** BEGIN **

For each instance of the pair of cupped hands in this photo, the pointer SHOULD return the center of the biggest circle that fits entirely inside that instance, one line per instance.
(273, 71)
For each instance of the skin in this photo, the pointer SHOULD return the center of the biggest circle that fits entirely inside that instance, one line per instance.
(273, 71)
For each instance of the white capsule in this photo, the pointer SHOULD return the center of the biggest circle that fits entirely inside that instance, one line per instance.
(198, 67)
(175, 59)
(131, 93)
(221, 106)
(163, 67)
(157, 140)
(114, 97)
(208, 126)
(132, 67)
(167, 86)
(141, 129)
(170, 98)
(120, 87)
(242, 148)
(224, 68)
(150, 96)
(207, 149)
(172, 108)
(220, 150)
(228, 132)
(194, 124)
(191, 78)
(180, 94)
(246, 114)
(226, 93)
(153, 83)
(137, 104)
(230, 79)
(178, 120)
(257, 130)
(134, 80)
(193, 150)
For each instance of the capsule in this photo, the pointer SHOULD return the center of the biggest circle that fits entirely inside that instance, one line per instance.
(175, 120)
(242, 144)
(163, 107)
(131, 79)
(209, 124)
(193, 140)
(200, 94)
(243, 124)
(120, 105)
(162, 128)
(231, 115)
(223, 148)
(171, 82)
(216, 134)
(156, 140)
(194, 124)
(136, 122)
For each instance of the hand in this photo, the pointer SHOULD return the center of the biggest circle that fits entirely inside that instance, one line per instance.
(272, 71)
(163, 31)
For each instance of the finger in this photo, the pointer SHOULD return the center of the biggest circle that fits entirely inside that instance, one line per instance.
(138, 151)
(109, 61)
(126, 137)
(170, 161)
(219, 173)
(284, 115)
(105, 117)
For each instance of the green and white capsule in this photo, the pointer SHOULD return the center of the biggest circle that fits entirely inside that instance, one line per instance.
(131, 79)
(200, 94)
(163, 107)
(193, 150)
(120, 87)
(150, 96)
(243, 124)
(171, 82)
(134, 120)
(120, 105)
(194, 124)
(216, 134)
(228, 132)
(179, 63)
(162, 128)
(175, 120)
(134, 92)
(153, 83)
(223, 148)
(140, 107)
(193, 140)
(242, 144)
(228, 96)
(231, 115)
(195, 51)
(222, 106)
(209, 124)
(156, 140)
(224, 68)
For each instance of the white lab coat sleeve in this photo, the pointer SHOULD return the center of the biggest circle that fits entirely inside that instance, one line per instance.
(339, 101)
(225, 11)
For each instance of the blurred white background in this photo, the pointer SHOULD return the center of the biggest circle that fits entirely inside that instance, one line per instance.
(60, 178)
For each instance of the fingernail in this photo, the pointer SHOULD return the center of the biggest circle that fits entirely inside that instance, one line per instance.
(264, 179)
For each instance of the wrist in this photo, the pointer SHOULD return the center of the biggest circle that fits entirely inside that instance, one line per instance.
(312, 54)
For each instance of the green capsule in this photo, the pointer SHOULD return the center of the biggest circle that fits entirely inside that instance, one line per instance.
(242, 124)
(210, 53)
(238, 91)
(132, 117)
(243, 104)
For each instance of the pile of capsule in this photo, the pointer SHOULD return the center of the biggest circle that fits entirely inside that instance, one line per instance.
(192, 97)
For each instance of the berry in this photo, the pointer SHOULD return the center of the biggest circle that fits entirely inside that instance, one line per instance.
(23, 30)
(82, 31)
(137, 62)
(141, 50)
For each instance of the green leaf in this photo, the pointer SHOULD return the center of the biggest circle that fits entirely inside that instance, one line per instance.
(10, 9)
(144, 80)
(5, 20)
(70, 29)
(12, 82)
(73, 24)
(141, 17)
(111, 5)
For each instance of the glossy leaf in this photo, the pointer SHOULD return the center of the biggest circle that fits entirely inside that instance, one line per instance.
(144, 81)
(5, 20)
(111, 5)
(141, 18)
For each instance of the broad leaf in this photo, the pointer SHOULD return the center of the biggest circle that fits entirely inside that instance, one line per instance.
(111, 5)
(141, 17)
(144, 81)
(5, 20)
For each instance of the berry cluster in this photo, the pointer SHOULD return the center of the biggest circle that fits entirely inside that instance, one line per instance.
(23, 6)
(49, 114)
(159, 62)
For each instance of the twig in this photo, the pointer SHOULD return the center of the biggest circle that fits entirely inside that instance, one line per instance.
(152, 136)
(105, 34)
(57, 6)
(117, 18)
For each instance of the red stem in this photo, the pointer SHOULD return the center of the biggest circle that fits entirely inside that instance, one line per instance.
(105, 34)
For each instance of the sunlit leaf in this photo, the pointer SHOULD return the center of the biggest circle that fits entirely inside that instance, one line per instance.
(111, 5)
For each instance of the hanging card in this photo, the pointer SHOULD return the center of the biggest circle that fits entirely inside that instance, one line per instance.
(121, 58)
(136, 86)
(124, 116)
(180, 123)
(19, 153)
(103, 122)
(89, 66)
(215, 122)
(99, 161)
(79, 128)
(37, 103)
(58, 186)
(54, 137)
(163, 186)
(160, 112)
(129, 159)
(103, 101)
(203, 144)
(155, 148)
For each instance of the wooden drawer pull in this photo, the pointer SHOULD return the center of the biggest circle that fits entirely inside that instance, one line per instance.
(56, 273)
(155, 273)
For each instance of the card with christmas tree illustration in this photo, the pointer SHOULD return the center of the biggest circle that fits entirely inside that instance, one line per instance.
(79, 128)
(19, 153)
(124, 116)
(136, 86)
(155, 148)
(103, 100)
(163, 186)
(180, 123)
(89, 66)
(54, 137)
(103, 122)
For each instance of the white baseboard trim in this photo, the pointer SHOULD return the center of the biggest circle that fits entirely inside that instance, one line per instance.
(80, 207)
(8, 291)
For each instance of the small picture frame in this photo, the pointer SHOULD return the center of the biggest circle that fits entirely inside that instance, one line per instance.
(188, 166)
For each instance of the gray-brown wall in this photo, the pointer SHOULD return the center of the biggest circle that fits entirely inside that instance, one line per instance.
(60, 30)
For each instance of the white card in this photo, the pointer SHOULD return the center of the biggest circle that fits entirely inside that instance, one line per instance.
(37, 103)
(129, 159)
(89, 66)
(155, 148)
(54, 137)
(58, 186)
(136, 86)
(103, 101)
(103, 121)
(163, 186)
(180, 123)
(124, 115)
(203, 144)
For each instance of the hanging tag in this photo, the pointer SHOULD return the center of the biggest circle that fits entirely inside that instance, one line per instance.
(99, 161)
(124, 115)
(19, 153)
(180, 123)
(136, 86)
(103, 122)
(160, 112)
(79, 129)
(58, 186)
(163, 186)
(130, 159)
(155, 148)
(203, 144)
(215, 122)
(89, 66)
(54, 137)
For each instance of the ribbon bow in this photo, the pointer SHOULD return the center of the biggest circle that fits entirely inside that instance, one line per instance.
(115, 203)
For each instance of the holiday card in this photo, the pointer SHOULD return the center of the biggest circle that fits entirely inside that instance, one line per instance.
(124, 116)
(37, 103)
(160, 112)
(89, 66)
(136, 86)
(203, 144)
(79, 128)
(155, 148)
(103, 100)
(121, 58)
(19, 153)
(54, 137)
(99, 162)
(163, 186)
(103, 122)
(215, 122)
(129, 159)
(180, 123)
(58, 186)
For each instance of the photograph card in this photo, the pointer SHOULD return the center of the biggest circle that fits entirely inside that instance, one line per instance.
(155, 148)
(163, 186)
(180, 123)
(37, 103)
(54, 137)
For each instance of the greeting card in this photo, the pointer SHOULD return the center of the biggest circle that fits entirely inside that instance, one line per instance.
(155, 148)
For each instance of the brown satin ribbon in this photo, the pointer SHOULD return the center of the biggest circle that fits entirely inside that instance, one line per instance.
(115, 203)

** END **
** BEGIN **

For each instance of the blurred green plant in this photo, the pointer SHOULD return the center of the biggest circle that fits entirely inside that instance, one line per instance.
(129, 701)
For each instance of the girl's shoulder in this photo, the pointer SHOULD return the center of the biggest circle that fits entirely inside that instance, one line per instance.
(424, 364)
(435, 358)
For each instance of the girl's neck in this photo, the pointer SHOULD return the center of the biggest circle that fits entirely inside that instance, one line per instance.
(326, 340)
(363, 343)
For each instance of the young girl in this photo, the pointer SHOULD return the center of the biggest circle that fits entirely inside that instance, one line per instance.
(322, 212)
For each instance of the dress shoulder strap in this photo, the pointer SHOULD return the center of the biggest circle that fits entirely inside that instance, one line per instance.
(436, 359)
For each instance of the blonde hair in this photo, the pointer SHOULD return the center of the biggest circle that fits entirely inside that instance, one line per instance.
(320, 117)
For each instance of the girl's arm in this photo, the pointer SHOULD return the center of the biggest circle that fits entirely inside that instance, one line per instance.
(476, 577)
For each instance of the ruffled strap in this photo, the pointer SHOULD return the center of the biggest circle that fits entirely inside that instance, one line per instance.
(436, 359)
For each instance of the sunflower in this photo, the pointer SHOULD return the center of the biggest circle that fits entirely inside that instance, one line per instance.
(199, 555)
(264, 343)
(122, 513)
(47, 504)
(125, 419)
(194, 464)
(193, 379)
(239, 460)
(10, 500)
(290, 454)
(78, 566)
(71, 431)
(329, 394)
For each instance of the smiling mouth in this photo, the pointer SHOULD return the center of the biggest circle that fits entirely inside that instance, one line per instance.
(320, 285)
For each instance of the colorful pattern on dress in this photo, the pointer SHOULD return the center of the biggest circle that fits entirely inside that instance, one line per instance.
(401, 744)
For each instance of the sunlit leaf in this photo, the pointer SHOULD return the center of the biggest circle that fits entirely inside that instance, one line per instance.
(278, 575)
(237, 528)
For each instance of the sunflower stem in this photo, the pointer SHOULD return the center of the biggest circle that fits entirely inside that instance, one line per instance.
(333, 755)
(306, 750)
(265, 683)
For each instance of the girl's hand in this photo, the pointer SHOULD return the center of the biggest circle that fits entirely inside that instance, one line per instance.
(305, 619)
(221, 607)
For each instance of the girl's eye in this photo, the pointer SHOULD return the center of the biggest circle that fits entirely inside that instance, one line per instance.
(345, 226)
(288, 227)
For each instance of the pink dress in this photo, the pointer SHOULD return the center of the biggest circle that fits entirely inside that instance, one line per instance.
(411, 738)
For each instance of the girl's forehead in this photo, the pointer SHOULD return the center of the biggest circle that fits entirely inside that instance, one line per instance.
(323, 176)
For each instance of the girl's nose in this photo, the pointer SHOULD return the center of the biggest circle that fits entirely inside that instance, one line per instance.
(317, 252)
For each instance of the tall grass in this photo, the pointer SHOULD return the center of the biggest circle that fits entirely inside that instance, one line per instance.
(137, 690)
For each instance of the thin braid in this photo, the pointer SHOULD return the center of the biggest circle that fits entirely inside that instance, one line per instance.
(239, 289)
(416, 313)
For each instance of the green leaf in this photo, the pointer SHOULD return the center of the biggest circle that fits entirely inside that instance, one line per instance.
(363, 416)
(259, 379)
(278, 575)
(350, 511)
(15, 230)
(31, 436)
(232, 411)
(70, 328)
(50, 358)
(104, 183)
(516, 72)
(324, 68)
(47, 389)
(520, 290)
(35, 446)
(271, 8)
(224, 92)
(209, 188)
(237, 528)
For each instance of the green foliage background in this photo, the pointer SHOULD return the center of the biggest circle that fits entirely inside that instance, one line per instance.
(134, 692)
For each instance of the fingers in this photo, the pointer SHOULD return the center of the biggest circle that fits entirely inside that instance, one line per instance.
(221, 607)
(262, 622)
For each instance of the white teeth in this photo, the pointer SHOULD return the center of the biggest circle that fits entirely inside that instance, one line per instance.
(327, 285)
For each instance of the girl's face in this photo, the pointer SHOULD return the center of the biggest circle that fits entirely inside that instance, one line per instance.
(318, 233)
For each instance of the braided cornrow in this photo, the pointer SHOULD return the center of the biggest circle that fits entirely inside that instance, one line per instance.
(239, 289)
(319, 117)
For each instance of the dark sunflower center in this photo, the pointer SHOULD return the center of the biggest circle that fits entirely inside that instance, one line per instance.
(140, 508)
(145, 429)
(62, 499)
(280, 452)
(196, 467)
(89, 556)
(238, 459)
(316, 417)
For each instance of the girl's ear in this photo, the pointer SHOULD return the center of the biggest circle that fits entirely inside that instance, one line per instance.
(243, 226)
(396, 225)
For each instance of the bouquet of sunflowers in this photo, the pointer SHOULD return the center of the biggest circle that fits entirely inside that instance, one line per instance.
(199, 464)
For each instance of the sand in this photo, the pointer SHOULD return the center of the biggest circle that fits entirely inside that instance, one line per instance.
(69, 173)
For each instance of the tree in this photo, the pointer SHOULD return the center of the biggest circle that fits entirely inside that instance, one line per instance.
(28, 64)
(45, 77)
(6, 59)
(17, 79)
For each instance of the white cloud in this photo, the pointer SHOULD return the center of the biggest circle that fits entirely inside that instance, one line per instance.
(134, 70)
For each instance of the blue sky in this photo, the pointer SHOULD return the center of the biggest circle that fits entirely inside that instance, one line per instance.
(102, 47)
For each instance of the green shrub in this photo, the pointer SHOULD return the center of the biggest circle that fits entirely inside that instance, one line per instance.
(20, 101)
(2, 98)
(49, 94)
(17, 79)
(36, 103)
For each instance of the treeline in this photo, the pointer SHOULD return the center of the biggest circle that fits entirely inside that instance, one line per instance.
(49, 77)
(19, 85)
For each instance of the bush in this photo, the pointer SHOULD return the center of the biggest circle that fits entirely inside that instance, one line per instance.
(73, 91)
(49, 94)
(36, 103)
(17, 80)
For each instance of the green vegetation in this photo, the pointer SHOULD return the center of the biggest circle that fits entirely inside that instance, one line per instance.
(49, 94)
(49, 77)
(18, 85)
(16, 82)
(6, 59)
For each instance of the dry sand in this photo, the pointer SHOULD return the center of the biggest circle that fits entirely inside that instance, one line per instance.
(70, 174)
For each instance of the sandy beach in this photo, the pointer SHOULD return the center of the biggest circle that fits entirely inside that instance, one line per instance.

** END **
** BEGIN **

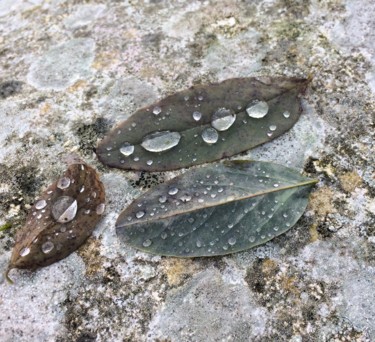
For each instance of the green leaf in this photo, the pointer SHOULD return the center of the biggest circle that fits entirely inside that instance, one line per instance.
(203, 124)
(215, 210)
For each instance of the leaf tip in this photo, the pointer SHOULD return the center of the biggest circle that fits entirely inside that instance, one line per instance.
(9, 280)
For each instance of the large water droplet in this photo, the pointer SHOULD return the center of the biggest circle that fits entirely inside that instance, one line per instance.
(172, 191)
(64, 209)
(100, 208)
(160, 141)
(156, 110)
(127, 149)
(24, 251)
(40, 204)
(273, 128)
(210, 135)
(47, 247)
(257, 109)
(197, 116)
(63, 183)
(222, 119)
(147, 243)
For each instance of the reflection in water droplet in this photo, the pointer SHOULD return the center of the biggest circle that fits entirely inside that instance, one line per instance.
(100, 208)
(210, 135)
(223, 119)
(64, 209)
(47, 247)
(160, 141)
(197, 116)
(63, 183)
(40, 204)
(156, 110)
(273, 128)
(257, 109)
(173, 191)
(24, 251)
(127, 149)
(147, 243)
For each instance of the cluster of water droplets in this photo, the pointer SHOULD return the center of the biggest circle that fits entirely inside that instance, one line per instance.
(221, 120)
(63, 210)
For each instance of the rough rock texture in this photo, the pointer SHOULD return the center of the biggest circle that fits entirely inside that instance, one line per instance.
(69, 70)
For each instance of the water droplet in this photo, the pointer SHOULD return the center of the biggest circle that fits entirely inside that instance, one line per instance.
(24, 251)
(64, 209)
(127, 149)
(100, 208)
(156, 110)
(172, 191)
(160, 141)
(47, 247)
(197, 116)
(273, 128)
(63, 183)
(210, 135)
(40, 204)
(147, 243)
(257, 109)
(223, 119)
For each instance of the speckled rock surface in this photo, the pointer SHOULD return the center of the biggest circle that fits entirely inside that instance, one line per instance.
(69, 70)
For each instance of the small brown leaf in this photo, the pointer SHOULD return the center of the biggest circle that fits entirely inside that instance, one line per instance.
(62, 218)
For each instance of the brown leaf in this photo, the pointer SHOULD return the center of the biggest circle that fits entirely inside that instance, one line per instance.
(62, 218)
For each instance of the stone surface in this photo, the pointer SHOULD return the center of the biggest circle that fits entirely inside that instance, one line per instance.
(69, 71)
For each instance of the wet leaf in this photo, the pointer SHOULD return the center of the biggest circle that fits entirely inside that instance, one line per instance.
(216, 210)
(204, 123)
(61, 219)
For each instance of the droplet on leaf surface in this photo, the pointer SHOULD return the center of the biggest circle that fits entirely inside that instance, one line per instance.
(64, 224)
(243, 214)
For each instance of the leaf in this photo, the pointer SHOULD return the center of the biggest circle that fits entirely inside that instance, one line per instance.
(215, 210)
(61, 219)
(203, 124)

** END **

Written exercise
Count the lines above that contain the word "dress". Reply with the number only.

Answer for this exercise
3